SOURCE TEXT:

[BEGIN]

# Noelle’s kids!



## singinggoatgirl (Apr 13, 2016)

Long time no see, goat loving friends! My FF, Noelle had triplets! First a brown doe, then 2 bucks! Momma kidded without assistance.


----------



## singinggoatgirl (Apr 13, 2016)

Here’s all of them together at 2 hours old.


----------



## Tanya (Mar 31, 2020)

What sweet babies... momma looks so pretty too. Congratulations.


----------



## MadHouse (Oct 3, 2019)

Congratulations on successful birthing to Noelle and you! What little cutie pies!


----------



## FizzyGoats (Apr 14, 2021)

So adorable! Congratulations.


----------



## GoofyGoat (Sep 21, 2018)

Aww! So cute congratulations!


----------



## Dandy Hill Farm (Aug 5, 2021)

Congratulations!! Baby goats are the absolute best! Super happy to hear everything went well. 🥰


----------



## ksalvagno (Oct 6, 2009)

Cute!


----------



## Moers kiko boars (Apr 23, 2018)

ADORABLE💝💕💗 Congrats! Please put them on our 2021 Kidding Tally. And add to our numbers. We would all love to see them there too!


----------



## singinggoatgirl (Apr 13, 2016)

Thanks, everyone! Momma is taking such good care of them! She even stood still when her first baby tried to nurse instead of running circles with the baby trying to keep cleaning her off like every single other FF I’ve ever had.

[END]

SUPPLIED RECORDS:
[BEGIN]

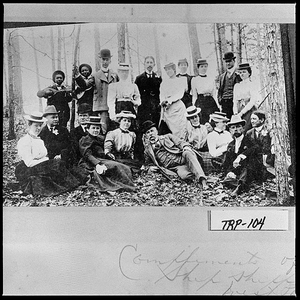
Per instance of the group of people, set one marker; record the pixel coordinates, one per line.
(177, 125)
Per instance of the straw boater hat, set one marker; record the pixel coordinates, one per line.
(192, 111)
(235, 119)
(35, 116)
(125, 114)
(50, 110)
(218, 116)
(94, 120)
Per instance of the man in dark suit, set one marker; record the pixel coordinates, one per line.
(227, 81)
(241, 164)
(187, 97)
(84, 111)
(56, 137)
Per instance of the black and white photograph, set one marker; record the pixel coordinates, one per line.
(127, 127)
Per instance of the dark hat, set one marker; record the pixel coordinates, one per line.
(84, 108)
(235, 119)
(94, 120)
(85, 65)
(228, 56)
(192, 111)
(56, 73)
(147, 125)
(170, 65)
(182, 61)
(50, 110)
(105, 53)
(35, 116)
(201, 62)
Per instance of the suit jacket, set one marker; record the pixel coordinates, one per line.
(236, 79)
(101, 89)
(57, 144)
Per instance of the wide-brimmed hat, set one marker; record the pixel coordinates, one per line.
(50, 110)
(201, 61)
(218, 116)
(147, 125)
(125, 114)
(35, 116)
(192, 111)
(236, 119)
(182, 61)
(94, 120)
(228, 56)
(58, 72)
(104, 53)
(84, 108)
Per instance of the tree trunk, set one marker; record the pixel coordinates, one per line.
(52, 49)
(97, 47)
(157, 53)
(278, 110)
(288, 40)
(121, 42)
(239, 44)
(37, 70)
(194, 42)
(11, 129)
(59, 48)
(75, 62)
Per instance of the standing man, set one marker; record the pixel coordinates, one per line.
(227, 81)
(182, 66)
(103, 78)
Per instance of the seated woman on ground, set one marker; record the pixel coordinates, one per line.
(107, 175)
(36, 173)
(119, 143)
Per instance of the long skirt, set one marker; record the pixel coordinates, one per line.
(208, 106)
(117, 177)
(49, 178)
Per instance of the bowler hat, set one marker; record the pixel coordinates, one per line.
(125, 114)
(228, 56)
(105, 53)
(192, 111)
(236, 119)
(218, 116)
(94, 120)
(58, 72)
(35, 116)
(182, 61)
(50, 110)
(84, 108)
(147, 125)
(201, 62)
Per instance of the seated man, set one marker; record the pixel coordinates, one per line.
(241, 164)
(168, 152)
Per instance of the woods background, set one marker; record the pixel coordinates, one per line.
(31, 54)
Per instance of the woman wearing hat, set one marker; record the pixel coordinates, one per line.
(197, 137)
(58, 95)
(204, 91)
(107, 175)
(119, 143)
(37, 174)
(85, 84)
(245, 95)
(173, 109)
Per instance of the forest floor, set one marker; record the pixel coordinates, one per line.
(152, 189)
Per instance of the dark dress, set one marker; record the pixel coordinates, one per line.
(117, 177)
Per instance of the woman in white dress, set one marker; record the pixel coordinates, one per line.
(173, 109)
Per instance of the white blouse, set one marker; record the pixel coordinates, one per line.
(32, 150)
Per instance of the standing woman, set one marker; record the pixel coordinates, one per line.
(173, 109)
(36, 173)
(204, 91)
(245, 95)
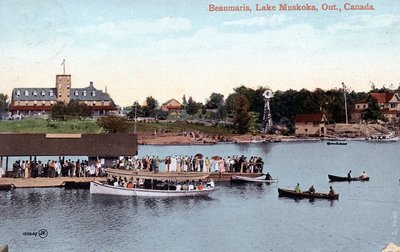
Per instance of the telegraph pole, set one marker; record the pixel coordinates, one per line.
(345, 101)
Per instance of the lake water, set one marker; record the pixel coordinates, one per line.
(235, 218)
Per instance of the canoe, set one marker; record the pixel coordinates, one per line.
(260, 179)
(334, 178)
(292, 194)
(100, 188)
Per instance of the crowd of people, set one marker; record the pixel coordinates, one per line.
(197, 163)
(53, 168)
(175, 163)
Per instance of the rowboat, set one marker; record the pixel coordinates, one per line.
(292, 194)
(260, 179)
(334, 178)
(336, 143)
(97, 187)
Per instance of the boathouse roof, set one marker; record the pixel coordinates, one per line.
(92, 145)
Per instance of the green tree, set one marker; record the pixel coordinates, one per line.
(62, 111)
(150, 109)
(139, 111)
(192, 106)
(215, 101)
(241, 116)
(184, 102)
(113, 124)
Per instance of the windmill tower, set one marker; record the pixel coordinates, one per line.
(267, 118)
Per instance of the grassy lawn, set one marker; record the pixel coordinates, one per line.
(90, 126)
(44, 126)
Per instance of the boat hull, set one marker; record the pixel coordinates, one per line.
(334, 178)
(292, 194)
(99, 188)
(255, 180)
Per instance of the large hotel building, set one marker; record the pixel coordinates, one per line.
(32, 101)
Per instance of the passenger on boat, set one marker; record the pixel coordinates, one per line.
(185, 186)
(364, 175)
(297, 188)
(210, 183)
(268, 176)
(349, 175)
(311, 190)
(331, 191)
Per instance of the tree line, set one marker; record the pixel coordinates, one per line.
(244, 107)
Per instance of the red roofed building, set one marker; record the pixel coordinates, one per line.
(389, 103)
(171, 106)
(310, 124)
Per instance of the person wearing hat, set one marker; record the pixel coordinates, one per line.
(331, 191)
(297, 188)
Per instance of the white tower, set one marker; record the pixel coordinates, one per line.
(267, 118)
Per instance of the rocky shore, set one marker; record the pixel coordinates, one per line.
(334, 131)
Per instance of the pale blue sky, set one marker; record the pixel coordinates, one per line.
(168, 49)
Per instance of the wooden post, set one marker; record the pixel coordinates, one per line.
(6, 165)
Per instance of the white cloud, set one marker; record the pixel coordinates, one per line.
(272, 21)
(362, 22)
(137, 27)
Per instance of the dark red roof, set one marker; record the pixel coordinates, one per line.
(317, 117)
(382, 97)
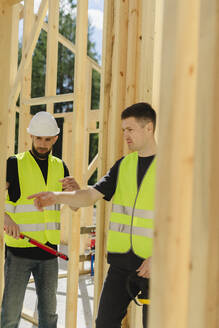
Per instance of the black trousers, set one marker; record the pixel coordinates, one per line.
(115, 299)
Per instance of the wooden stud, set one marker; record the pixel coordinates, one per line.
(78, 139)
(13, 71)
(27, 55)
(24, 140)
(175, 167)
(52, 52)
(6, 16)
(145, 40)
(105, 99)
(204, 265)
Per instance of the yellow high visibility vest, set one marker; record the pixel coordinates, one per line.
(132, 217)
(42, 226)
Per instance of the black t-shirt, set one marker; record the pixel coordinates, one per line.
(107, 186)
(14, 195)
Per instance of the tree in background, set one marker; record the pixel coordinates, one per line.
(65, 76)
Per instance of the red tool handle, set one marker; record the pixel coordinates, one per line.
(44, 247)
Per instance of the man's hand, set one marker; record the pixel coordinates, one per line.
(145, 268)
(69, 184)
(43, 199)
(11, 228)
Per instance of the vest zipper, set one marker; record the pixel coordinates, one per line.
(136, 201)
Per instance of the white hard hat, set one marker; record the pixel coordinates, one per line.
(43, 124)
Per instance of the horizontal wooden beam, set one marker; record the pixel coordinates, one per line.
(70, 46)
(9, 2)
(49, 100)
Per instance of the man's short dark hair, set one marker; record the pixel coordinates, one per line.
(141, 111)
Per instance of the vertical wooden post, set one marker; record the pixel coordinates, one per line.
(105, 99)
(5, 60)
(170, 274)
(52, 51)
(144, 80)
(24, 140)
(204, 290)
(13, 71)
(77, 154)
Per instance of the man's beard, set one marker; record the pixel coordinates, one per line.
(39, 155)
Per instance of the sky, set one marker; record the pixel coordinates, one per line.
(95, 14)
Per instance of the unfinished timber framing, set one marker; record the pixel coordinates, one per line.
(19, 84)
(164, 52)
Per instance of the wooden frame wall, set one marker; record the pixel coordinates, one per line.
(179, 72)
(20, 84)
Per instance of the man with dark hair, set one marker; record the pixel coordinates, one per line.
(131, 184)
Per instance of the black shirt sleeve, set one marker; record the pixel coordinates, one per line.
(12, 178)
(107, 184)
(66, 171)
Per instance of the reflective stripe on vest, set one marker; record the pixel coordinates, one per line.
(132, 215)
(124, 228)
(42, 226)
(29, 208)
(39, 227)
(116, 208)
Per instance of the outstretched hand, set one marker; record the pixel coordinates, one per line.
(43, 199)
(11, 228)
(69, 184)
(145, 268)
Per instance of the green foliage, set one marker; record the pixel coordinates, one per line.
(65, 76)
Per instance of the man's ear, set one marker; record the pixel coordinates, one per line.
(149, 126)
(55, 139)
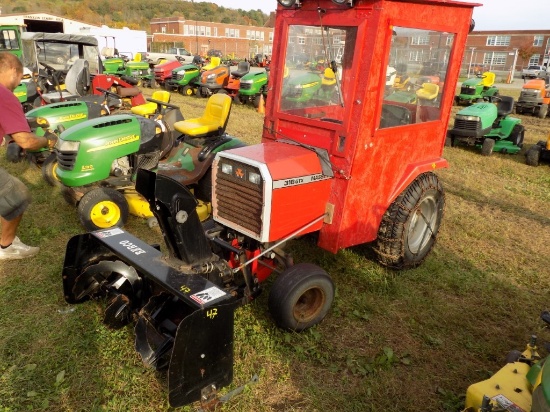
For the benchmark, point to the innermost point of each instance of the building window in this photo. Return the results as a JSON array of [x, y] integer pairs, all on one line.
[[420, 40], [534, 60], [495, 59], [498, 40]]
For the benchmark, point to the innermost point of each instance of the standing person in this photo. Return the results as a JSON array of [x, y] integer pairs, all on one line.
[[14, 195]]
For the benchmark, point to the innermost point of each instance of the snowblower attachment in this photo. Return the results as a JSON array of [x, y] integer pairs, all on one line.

[END]

WHAT YOU NEED TO DO:
**A)** In the thread about Noelle's kids, what was the birth order of the triplets?
**B)** Write the next stretch of the thread about Noelle's kids, picking up right after its final post.
The records are from a separate source and are not part of the goat thread.

EXERCISE RESPONSES:
**A)** A brown doe came first, then two bucks.

**B)**
----------



## toth boer goats (Jul 20, 2008)

How cute.


----------



## MellonFriend (Aug 8, 2017)

That's awesome that she is being a great mom as an FF! The kids are so cute!


----------



## Emrcornerranch (Jun 13, 2020)

The line of black along the girl’s back connecting to her head is so cute! Congratulations for all four of them!


----------



## Hounddog23 (Jan 13, 2021)

Aww so pretty! Momma too! Congrats on your kiddies!


----------



## Goatastic43 (Jun 11, 2021)

What beautiful momma and babies!  Congratulations!


----------



## iron.mountain.creek.farm (Jun 14, 2021)

How adorable 😍 such a pretty mama too!


----------



## singinggoatgirl (Apr 13, 2016)

Thanks! Noelle is such a pretty girl! Sugar sweet, too.


----------



## Lil Boogie (Mar 24, 2021)

I want them all lol...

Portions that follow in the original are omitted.